Supplied passage:
# Text Generation With LSTM Recurrent Neural Networks with Keras

In [42]:
# Small LSTM Network
import numpy
from keras.models import Sequential
from keras.layers import Dense
from keras.layers import Dropout
from keras.layers import LSTM
from keras.callbacks import ModelCheckpoint
from keras.utils import np_utils

In [43]:
# load ascii text and covert to lowercase
filename = ('E:\input.txt')
raw_text = open(filename).read()
raw_text = raw_text.lower()

In [44]:
# create mapping of unique chars to integers
chars = sorted(list(set(raw_text)))
char_to_int = dict((c, i) for i, c in enumerate(chars))
int_to_char = dict((i, c) for i, c in enumerate(chars))

In [45]:
# summarize the loaded data
n_chars = len(raw_text)
n_vocab = len(chars)
print("Total Characters: ", n_chars)
print("Total Vocab: ", n_vocab)

Total Characters:  15640
Total Vocab:  42


In [46]:
# prepare the dataset of input to output pairs encoded as integers
seq_length = 150
dataX = []
dataY = []
for i in range(0, n_chars - seq_length, 1):
	seq_in = raw_text[i:i + seq_length]
	seq_out = raw_text[i + seq_length]
	dataX.append([char_to_int[char] for char in seq_in])
	dataY.append(char_to_int[seq_out])
n_patterns = len(dataX)
print("Total Patterns: ", n_patterns)

Total Patterns:  15490


In [47]:
# reshape X to be [samples, time steps, features]
X = numpy.reshape(dataX, (n_patterns, seq_length, 1))

In [48]:
# normalize
X = X / float(n_vocab)

In [49]:
# one hot encode the output variable
y = np_utils.to_categorical(dataY)

In [50]:
# define the LSTM model
model = Sequential()
model.add(LSTM(256, input_shape=(X.shape[1], X.shape[2])))
model.add(Dropout(0.2))
model.add(Dense(y.shape[1], activation='softmax'))
model.compile(loss='categorical_crossentropy', optimizer='adam')

In [51]:
model.summary()

_________________________________________________________________
Layer (type)                 Output Shape              Param #   
lstm_20 (LSTM)               (None, 256)               264192    
_________________________________________________________________
dropout_20 (Dropout)         (None, 256)               0         
_________________________________________________________________
dense_13 (Dense)             (None, 42)                10794     
Total params: 274,986
Trainable params: 274,986
Non-trainable params: 0
_________________________________________________________________


In [52]:
# define the checkpoint
filepath="weights-improvement-{epoch:02d}-{loss:.4f}.hdf5"

Entries shown:
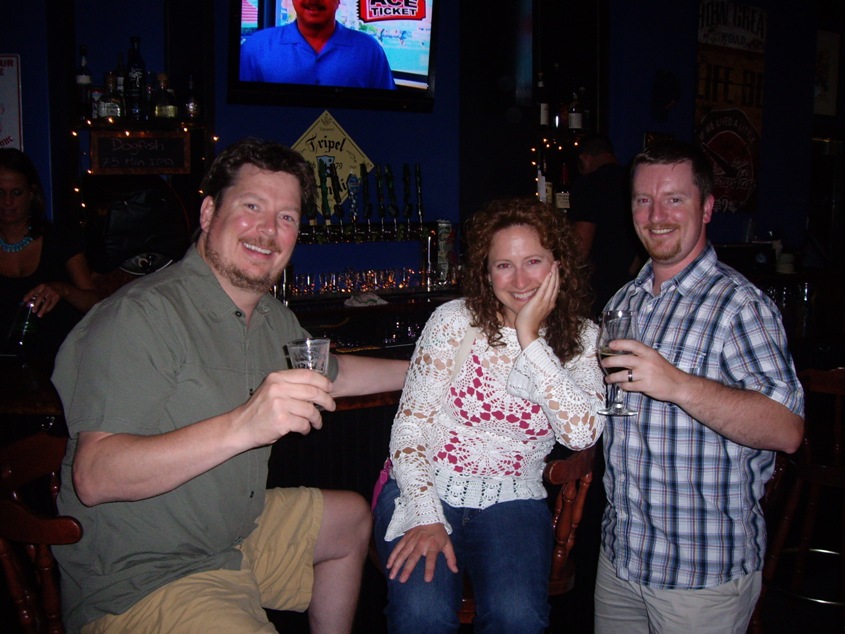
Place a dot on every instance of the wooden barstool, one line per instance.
==
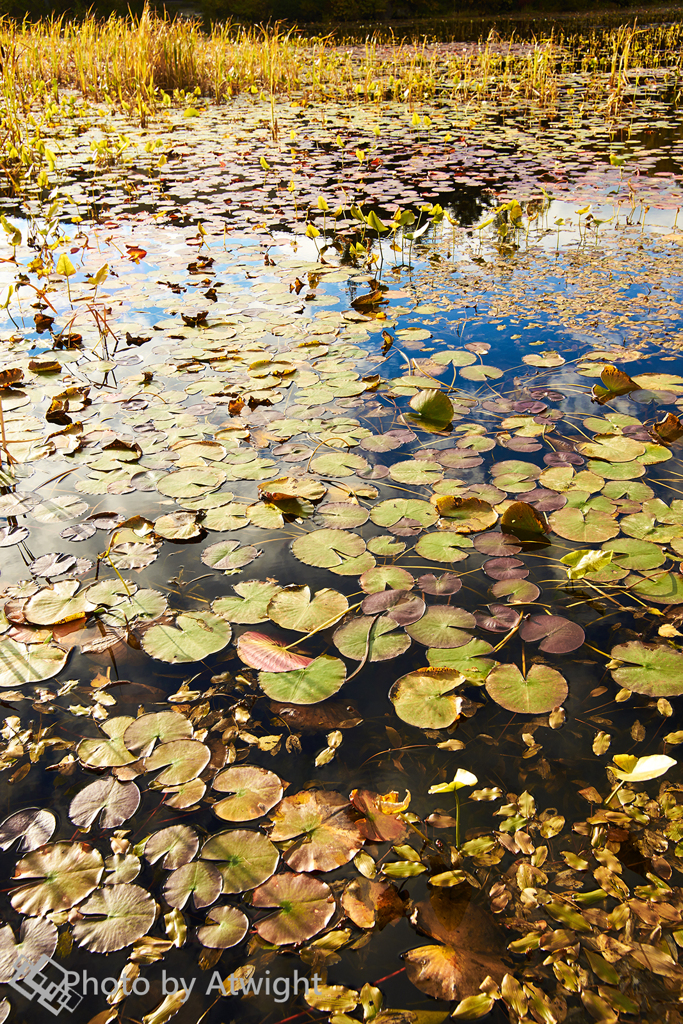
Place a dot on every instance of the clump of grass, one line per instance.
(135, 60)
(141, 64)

Task to complete: Pick up the Keras LSTM text-generation notebook right after its last line and keep writing it.

Answer to the problem:
checkpoint = ModelCheckpoint(filepath, monitor='loss', verbose=1, save_best_only=True, mode='min')
callbacks_list = [checkpoint]

In [53]:
# fit the model
model.fit(X, y, epochs=20, batch_size=128, callbacks=callbacks_list)

Epoch 1/20

Epoch 00001: loss improved from inf to 3.01706, saving model to weights-improvement-01-3.0171.hdf5
Epoch 2/20

Epoch 00002: loss improved from 3.01706 to 2.94237, saving model to weights-improvement-02-2.9424.hdf5
Epoch 3/20

Epoch 00003: loss improved from 2.94237 to 2.93132, saving model to weights-improvement-03-2.9313.hdf5
Epoch 4/20

Epoch 00004: loss improved from 2.93132 to 2.92020, saving model to weights-improvement-04-2.9202.hdf5
Epoch 5/20

Epoch 00005: loss improved from 2.92020 to 2.89337, saving model to weights-improvement-05-2.8934.hdf5
Epoch 6/20

Epoch 00006: loss improved from 2.89337 to 2.84449, saving model to weights-improvement-06-2.8445.hdf5
Epoch 7/20

Epoch 00007: loss improved from 2.84449 to 2.82520, saving model to weights-improvement-07-2.8252.hdf5
Epoch 8/20

Epoch 00008: loss improved from 2.82520 to 2.80146, saving model to weights-improvement-08-2.8015.hdf5
Epoch 9/20

Epoch 00009: loss improved from 2.80146 to 2.78929, saving model to weig

<keras.callbacks.History at 0x29f96d99a90>

In [54]:
# load the network weights
filename = "weights-improvement-20-2.6501.hdf5"
model.load_weights(filename)
model.compile(loss='categorical_crossentropy', optimizer='adam')

In [55]:
# pick a random seed
start = numpy.random.randint(0, len(dataX)-1)
pattern = dataX[start]
print("Seed:")
print("\"", ''.join([int_to_char[value] for value in pattern]), "\"")

Seed:
" and tasty packed well and arrive in a timely manner
i bought these for my husband who is currently overseas he loves these and apparently his staff li "


In [56]:
import sys
# generate characters
for i in range(1000):
	x = numpy.reshape(pattern, (1, len(pattern), 1))
	x = x / float(n_vocab)
	prediction = model.predict(x, verbose=0)
	index = numpy.argmax(prediction)
	result = int_to_char[index]
	seq_in = [int_to_char[value] for value in pattern]
	sys.stdout.write(result)
	pattern.append(index)
	pattern = pattern[1:len(pattern)]
print("\nDone.")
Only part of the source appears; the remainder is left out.